• _Problem requirements_
Write out the data again in full, exactly as it reads.

--- START Information supplied ---

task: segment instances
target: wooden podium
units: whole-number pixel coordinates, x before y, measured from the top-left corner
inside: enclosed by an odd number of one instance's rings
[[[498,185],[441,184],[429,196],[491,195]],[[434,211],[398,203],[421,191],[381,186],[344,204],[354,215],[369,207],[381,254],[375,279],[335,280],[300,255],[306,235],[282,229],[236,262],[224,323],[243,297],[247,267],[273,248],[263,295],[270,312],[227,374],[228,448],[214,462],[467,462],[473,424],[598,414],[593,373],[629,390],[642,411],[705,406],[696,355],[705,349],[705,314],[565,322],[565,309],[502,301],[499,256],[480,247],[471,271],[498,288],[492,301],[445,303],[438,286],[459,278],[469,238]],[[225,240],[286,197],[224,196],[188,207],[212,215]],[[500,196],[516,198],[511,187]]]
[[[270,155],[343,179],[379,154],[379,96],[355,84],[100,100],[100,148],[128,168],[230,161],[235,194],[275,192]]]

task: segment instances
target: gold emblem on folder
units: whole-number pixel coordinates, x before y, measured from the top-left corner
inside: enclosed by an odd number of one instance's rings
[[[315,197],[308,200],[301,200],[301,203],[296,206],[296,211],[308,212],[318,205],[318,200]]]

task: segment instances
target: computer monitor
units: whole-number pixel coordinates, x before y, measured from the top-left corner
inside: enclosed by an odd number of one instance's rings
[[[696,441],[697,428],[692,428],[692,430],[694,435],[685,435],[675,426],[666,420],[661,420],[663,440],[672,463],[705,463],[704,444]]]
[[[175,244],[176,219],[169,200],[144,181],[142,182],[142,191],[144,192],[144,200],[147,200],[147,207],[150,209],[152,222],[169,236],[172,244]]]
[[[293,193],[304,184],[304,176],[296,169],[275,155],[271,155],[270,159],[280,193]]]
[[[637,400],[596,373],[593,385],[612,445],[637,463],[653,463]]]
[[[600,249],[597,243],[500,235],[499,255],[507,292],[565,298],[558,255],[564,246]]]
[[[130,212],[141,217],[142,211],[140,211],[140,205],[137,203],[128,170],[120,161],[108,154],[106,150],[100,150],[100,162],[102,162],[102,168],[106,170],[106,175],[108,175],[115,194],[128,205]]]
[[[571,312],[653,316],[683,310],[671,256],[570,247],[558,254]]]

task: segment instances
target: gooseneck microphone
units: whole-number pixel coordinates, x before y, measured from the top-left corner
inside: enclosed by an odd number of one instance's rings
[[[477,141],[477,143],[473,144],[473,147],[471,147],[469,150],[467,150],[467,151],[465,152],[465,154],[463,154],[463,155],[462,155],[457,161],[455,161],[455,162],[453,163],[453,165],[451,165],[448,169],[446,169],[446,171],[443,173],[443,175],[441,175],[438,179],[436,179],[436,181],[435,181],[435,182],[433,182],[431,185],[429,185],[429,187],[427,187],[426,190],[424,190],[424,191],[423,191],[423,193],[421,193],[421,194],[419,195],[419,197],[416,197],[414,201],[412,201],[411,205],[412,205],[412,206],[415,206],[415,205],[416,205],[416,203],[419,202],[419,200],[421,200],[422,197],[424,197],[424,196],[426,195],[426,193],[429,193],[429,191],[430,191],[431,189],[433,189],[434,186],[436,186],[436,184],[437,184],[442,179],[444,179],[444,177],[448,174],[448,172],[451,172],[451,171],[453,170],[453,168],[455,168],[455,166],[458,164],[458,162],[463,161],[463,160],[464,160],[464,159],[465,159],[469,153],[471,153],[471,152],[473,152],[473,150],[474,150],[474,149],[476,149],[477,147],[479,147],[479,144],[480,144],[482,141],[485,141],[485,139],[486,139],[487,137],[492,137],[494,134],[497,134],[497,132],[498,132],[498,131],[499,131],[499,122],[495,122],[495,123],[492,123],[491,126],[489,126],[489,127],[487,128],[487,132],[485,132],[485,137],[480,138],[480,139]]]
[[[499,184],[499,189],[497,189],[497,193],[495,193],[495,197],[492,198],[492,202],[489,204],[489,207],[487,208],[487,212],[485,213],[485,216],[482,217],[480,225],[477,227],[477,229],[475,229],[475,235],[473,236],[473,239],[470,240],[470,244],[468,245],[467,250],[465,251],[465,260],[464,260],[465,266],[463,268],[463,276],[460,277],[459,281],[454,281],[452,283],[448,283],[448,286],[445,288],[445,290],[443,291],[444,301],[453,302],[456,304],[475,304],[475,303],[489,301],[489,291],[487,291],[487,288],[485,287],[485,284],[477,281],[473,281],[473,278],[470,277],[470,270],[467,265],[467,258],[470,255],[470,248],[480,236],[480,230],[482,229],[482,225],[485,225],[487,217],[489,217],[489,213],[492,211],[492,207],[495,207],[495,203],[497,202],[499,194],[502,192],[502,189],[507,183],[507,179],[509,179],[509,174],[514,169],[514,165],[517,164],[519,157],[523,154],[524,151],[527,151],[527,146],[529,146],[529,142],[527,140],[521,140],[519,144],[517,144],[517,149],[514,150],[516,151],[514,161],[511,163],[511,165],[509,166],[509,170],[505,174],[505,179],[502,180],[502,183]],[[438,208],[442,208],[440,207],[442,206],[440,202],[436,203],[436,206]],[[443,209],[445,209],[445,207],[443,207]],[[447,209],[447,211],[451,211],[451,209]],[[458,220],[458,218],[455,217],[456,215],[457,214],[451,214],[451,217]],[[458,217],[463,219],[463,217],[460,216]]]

--- END Information supplied ---

• _Final answer_
task: segment instances
target: wooden podium
units: whole-number pixel coordinates, x before y, measured from the top-left corner
inside: enclosed by an odd number of one instance's rings
[[[498,185],[441,184],[429,196],[491,195]],[[434,211],[398,203],[421,191],[381,186],[344,204],[354,215],[369,207],[381,254],[375,279],[335,280],[300,255],[306,235],[282,229],[236,262],[224,323],[243,297],[247,267],[273,248],[263,295],[270,312],[227,374],[228,448],[214,462],[467,462],[473,424],[598,414],[593,373],[629,390],[642,411],[705,406],[696,355],[705,349],[705,314],[565,322],[565,309],[502,301],[499,256],[480,247],[471,271],[498,288],[492,301],[445,303],[438,286],[459,278],[469,238]],[[225,240],[286,197],[224,196],[188,207],[212,215]],[[500,196],[516,198],[511,187]]]
[[[270,155],[343,179],[379,154],[379,96],[355,84],[100,100],[100,148],[128,168],[230,161],[235,194],[275,192]]]

task: segment instances
target: gold emblem on folder
units: whole-number pixel coordinates, x before y, measured from the top-left corner
inside: enclosed by an odd number of one instance's rings
[[[315,197],[308,200],[301,200],[301,203],[296,206],[296,211],[308,212],[318,205],[318,200]]]

task: segment instances
target: computer monitor
units: whole-number pixel coordinates, x before y, measured from the top-left corner
inside: enclosed by an odd number of one instance's rings
[[[696,441],[697,428],[692,428],[692,430],[694,435],[685,435],[675,426],[666,420],[661,420],[663,440],[672,463],[705,463],[704,444]]]
[[[175,244],[176,219],[169,200],[144,181],[142,182],[142,191],[144,192],[144,200],[147,200],[147,207],[150,209],[152,222],[169,236],[172,244]]]
[[[293,193],[304,184],[304,176],[296,169],[275,155],[271,155],[270,159],[280,193]]]
[[[637,400],[596,373],[593,385],[612,445],[637,463],[653,463]]]
[[[600,249],[597,243],[500,235],[499,255],[507,292],[565,298],[558,255],[564,246]]]
[[[130,212],[141,217],[142,211],[140,211],[140,205],[137,203],[128,170],[120,161],[108,154],[106,150],[100,150],[100,162],[102,162],[102,168],[106,170],[106,175],[108,175],[115,194],[128,205]]]
[[[571,312],[653,316],[683,310],[671,256],[570,247],[558,254]]]

task: segment instances
target: gooseneck microphone
units: whole-number pixel coordinates, x before y, measured from the top-left corner
inside: enclosed by an odd number of one instance's rings
[[[477,141],[477,143],[473,144],[473,147],[471,147],[469,150],[467,150],[467,151],[465,152],[465,154],[463,154],[463,155],[462,155],[457,161],[455,161],[455,162],[453,163],[453,165],[451,165],[448,169],[446,169],[446,171],[443,173],[443,175],[441,175],[438,179],[436,179],[436,181],[435,181],[435,182],[433,182],[431,185],[429,185],[429,187],[427,187],[426,190],[424,190],[424,191],[423,191],[423,193],[421,193],[421,194],[419,195],[419,197],[416,197],[414,201],[412,201],[411,205],[412,205],[412,206],[415,206],[415,205],[416,205],[416,203],[419,202],[419,200],[421,200],[422,197],[424,197],[424,196],[426,195],[426,193],[429,193],[429,191],[430,191],[431,189],[433,189],[434,186],[436,186],[436,184],[437,184],[442,179],[444,179],[444,177],[448,174],[448,172],[451,172],[451,171],[453,170],[453,168],[455,168],[455,166],[458,164],[458,162],[463,161],[463,160],[464,160],[464,159],[465,159],[469,153],[471,153],[471,152],[473,152],[473,150],[474,150],[474,149],[476,149],[477,147],[479,147],[479,144],[480,144],[482,141],[485,141],[485,139],[486,139],[487,137],[492,137],[494,134],[497,134],[497,132],[498,132],[498,131],[499,131],[499,122],[495,122],[495,123],[492,123],[491,126],[489,126],[489,127],[487,128],[487,132],[485,132],[485,137],[480,138],[480,139]]]
[[[499,184],[499,189],[497,189],[497,193],[495,193],[495,197],[492,198],[492,202],[489,204],[489,207],[487,208],[487,212],[485,213],[485,216],[482,217],[480,225],[477,227],[477,229],[475,229],[475,235],[473,236],[473,239],[470,240],[470,244],[468,245],[467,250],[465,251],[465,260],[464,260],[465,266],[463,268],[463,276],[460,277],[459,281],[454,281],[452,283],[448,283],[448,286],[445,288],[445,290],[443,291],[444,301],[453,302],[456,304],[475,304],[475,303],[489,301],[489,291],[487,291],[487,288],[485,287],[485,284],[477,281],[473,281],[473,278],[470,277],[470,270],[467,265],[467,258],[470,255],[470,248],[480,236],[480,230],[482,229],[482,225],[485,225],[487,217],[489,217],[489,213],[492,211],[492,207],[495,207],[495,203],[497,202],[499,194],[502,192],[502,189],[507,183],[507,179],[509,179],[509,174],[514,169],[514,165],[517,164],[519,157],[523,154],[524,151],[527,151],[527,146],[529,146],[529,142],[527,140],[521,140],[519,144],[517,144],[517,149],[514,150],[516,151],[514,161],[511,163],[511,165],[509,166],[509,170],[505,174],[505,179],[502,180],[502,183]],[[438,208],[442,208],[440,207],[442,206],[440,202],[436,203],[436,206]],[[443,209],[445,209],[445,207],[443,207]],[[447,209],[447,211],[451,211],[451,209]],[[458,220],[458,218],[455,217],[456,215],[457,214],[451,214],[451,217]],[[458,217],[463,219],[463,217],[460,216]]]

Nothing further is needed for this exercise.